ASSIGNMENT:
What lines in the entries below contain the word "flower"? Copy all of them.

Stored entries:
************
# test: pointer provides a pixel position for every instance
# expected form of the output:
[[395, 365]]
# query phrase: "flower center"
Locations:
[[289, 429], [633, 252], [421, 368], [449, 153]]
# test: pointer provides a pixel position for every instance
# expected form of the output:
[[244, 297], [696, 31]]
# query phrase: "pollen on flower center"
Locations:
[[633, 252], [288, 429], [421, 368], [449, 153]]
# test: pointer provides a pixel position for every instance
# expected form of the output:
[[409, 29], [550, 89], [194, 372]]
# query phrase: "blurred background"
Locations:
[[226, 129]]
************
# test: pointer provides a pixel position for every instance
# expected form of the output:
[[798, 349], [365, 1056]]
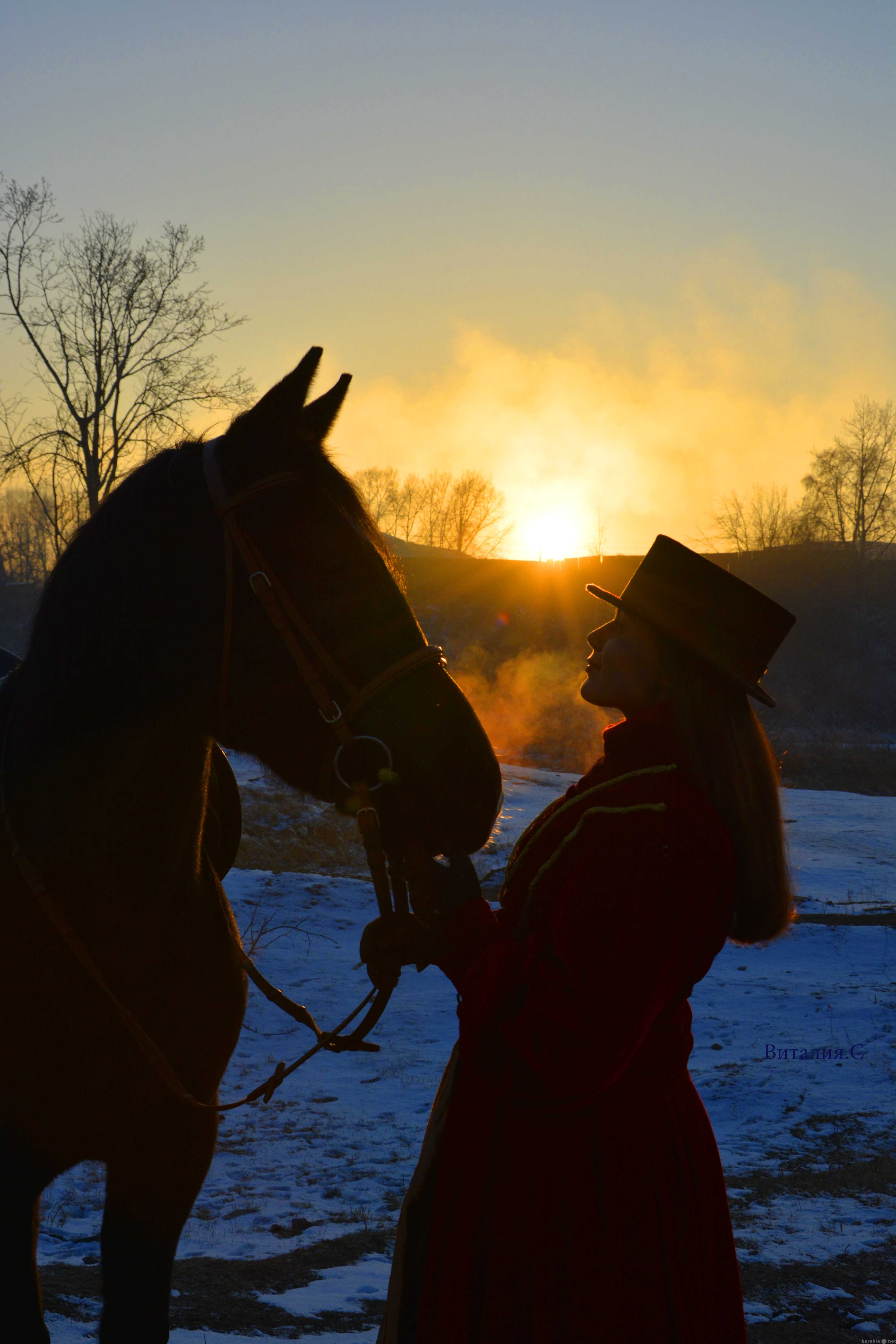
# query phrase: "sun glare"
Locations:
************
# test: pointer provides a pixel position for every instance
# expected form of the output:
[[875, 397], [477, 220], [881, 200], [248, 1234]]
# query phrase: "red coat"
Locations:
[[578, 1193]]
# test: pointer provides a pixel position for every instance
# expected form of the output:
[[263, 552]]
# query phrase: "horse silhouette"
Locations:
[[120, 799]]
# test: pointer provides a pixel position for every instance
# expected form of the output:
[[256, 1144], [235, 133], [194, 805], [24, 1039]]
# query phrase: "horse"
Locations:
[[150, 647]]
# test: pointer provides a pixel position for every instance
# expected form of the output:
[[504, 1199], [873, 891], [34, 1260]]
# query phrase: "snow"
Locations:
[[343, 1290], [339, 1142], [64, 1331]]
************
RESULT:
# query phrase: "flower center"
# query phrase: "pollen on flower center"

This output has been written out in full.